**EXERCISE OBJECTIVE**. Please restate word for word all lines from the one containing "the rear door" to the final line of the entries, and include no pictures.

(Dataset entries)
------------------------------------------------------------

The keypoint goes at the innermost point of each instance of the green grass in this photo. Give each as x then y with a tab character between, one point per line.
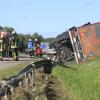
82	83
5	73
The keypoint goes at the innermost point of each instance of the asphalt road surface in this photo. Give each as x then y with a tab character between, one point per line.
9	63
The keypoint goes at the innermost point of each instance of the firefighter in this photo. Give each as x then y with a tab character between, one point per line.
1	46
38	50
14	45
30	47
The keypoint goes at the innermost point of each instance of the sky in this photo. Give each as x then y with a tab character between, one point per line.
48	17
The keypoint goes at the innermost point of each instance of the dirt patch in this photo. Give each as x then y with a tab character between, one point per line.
52	91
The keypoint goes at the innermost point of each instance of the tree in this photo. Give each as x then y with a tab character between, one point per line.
37	36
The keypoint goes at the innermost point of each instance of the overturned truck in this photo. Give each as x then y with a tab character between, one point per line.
79	43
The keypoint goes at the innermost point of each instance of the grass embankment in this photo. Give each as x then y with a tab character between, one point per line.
82	83
5	73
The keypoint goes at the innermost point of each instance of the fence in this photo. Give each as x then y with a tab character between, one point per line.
24	78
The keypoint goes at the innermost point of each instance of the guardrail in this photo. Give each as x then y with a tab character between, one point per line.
24	78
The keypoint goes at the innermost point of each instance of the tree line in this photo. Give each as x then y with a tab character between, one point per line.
23	38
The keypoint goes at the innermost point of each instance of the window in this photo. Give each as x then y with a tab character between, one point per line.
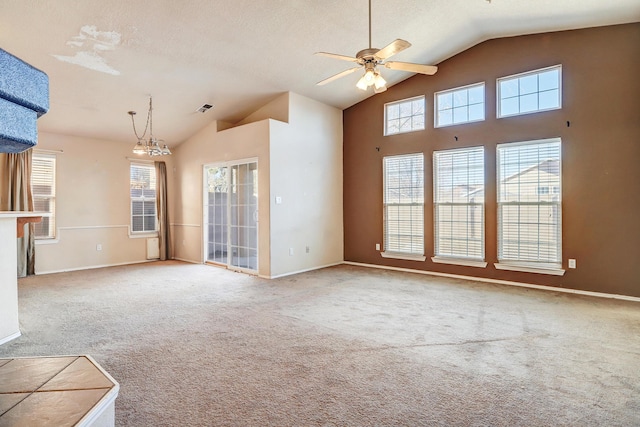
404	206
530	92
143	197
404	116
529	218
461	105
43	188
458	202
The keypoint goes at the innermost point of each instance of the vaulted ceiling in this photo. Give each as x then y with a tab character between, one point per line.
106	57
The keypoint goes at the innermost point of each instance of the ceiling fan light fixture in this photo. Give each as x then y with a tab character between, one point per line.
151	146
362	83
379	81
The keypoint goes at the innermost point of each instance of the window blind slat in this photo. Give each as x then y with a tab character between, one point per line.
458	191
404	204
529	202
143	197
43	189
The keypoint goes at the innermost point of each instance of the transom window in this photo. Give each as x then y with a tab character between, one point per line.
458	203
460	105
404	204
529	92
143	197
530	203
43	189
404	116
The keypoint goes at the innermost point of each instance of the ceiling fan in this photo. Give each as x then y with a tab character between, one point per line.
370	58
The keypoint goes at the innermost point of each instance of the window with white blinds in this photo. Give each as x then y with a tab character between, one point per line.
458	203
43	188
530	202
404	204
143	197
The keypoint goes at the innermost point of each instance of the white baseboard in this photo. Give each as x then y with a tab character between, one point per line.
277	276
501	282
10	338
91	267
190	261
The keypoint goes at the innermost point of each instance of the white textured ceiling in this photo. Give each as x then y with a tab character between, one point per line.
105	57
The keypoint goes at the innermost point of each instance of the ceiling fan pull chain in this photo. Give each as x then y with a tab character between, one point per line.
369	24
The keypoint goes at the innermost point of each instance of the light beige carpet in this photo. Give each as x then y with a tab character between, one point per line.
195	345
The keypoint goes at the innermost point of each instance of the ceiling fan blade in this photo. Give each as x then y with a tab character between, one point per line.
414	68
337	76
336	56
392	48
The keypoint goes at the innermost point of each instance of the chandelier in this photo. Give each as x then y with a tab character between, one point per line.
150	146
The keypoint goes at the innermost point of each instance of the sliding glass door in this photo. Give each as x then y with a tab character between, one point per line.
231	215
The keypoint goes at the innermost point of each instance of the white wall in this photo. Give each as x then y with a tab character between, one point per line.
299	161
92	205
306	173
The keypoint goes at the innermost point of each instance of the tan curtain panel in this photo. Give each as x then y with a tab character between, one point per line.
15	195
163	211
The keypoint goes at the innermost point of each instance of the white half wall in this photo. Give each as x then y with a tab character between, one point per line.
212	147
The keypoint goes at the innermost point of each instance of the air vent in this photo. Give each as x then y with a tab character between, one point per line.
204	108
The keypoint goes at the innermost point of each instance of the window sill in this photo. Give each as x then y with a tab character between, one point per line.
47	241
142	234
400	255
459	261
554	270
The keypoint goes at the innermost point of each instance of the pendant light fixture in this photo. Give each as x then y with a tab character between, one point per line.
150	146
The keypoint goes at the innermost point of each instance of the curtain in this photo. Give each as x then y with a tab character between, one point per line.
15	195
163	211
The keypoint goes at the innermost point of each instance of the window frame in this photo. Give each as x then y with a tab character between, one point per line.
518	76
436	109
144	199
390	251
547	266
459	258
400	102
51	197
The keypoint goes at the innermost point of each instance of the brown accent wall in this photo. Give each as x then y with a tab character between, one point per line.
600	153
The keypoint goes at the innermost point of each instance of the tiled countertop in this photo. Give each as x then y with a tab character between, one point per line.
60	391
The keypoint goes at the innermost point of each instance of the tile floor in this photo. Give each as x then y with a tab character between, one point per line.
50	390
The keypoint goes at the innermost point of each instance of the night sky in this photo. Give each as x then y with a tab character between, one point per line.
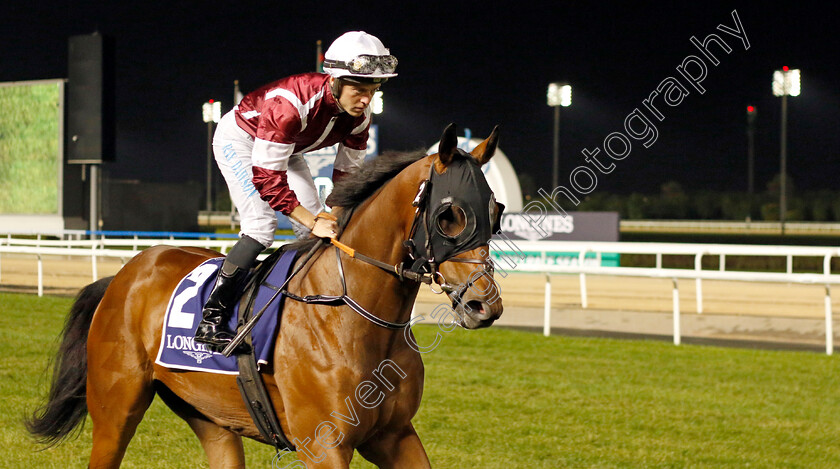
476	64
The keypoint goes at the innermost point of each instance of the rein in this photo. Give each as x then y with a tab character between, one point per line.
424	269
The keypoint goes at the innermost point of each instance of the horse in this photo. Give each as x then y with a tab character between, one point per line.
326	358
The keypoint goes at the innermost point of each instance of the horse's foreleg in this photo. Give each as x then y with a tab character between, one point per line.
401	449
223	448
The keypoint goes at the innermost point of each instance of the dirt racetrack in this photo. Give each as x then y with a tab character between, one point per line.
768	313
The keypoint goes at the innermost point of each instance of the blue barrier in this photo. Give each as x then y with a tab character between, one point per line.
176	234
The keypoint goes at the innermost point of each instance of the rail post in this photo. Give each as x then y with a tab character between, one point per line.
547	309
676	297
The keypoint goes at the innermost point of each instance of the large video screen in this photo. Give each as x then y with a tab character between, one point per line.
30	147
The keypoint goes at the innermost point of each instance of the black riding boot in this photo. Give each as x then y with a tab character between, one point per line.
213	330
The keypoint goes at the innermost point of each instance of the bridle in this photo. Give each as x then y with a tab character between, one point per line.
421	266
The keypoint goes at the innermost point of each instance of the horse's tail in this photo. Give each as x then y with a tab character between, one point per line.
66	406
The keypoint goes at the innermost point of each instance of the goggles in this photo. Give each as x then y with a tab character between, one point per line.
365	64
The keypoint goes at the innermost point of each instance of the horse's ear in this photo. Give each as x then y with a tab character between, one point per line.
448	146
485	150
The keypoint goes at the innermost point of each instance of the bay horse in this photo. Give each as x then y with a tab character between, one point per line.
338	381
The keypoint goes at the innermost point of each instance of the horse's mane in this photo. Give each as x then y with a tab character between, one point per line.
359	185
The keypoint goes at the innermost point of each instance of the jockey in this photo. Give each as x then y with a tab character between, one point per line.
259	148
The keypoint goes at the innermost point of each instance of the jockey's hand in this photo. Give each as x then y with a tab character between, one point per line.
325	226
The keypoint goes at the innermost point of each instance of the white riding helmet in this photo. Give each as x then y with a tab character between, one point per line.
359	55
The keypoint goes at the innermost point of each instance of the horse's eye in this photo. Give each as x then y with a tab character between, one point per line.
452	221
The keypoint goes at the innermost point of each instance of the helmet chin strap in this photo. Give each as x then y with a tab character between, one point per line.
336	84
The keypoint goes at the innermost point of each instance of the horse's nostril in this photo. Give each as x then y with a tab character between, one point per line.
476	307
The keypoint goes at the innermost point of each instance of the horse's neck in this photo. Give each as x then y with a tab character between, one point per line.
377	229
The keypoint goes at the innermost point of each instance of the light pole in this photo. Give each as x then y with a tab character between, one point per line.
785	83
211	112
751	112
559	94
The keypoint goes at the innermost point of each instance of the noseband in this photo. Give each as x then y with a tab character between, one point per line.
421	266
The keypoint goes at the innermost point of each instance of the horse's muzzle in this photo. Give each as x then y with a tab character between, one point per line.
476	311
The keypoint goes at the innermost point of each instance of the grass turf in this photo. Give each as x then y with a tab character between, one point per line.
499	399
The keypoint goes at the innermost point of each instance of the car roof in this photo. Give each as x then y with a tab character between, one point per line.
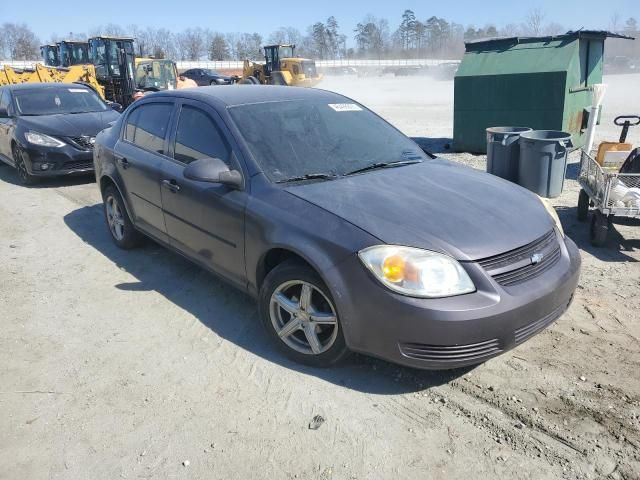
235	95
43	86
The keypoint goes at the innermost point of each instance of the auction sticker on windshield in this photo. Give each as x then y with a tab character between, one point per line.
345	107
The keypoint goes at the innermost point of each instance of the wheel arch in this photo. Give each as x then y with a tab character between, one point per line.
276	256
106	181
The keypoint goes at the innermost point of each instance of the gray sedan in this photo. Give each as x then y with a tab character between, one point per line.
350	237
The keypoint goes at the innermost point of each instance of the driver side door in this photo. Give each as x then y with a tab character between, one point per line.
204	220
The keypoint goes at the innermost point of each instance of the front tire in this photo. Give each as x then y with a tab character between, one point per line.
299	314
24	176
122	231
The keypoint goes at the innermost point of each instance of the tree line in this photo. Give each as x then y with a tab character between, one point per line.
373	37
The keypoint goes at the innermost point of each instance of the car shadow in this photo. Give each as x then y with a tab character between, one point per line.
435	144
202	294
617	248
9	174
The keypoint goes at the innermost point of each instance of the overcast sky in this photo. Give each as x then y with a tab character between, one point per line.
47	17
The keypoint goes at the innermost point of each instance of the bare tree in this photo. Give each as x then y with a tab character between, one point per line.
614	22
533	22
510	30
554	28
218	48
287	36
19	41
191	43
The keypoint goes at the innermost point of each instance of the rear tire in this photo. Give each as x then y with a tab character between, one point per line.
583	206
122	231
304	327
599	231
24	176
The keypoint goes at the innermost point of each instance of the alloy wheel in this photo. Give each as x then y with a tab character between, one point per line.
303	317
115	219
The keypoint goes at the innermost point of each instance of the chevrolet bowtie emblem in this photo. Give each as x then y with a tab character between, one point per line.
536	258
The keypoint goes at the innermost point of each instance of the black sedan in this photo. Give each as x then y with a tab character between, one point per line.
348	234
48	129
206	76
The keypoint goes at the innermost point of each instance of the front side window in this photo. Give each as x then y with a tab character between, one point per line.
58	100
198	137
147	126
5	100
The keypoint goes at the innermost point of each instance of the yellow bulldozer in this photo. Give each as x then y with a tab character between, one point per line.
281	67
153	74
42	74
104	63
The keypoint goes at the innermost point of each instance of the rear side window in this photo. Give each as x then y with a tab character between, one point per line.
147	126
5	99
198	137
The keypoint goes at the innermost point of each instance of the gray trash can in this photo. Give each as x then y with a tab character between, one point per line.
543	161
503	151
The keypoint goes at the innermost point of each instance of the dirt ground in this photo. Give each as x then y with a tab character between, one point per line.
138	364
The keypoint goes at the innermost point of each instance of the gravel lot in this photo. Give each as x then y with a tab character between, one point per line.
140	365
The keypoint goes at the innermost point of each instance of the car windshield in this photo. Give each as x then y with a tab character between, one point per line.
312	139
51	101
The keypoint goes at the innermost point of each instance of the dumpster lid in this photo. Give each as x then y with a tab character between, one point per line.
594	34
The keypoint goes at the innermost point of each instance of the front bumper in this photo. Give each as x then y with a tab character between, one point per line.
450	332
66	160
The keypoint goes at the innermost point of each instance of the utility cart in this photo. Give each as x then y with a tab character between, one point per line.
609	192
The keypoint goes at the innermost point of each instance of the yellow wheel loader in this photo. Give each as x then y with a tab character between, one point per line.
104	63
154	74
281	67
85	74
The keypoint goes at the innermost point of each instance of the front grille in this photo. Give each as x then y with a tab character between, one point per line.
457	353
84	142
309	69
530	330
78	165
517	266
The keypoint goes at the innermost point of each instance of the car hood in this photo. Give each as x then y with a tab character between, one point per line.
435	205
70	125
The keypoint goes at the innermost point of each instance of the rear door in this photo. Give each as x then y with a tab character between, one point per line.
204	220
139	156
6	125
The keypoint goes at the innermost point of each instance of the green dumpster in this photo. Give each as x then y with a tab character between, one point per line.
541	82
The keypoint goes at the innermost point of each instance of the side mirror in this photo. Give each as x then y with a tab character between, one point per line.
213	170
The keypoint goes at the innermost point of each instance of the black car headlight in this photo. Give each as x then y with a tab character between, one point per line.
42	140
416	272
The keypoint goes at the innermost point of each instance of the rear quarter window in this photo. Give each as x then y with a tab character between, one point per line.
147	126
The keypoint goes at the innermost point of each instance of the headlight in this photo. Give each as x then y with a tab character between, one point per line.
416	272
553	213
43	140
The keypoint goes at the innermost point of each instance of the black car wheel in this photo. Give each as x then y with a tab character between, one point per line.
122	231
299	314
23	174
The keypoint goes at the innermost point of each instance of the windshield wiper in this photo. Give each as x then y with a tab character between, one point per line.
376	166
308	176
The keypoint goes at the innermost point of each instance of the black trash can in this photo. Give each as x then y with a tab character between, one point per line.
543	161
503	151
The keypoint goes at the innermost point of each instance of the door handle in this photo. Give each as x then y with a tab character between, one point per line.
171	185
123	162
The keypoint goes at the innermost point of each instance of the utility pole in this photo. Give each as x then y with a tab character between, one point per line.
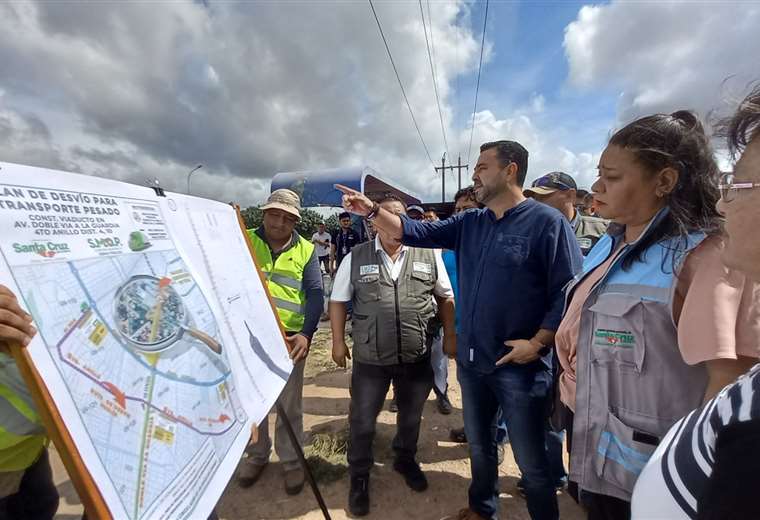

------------------------------------------------------------

**TASK SOLUTION**.
The keypoint goes at the innermost point of each instance of the rear door in this photo. Give each as x then y with a tab character between, one point per line.
204	220
139	156
6	125
The keypoint goes at the innermost point of each instance of the green dumpster in this photo. Give each as x then y with a tab character between, one point per line.
541	82
The keypoint goes at the innermost point of each instance of the side mirror in this photo. Give each as x then y with a tab character between, one point per line.
213	170
The keypoint goes at the innermost point of each instance of the black car headlight in this photo. Give each as x then y with a tab character between, one point per line.
42	140
416	272
The keypoint goes at the innermost point of each instance of the rear quarter window in this photo. Give each as x then y with a tab character between, one point per line.
147	126
The keypoint goes at the innermost point of each instance of the headlight in this photo. Give each as x then y with a tab character between, one point per line.
416	272
553	213
43	140
The keypoint goes at the innermost point of each instance of the black car wheel in this photo. Give each as x then y with a tab character between, one point per line.
122	231
299	314
23	174
The keypoint goes at the innermost point of each instance of the windshield wiper in this photo. Give each as x then y with a tab character between, one point per line.
376	166
308	176
The keypoint goes at the innermost point of each instance of the black trash can in this photo. Give each as x then y with a tab character between, one point per line.
543	161
503	151
The keypoint goes at the innermost point of each instance of the door handle in this photo. Give each as x then y with a tab character between, one point per line.
171	185
123	162
The keypoint goes at the innermost point of each instance of the utility pole in this photo. Give each as x then y with a tab character between, one point per line.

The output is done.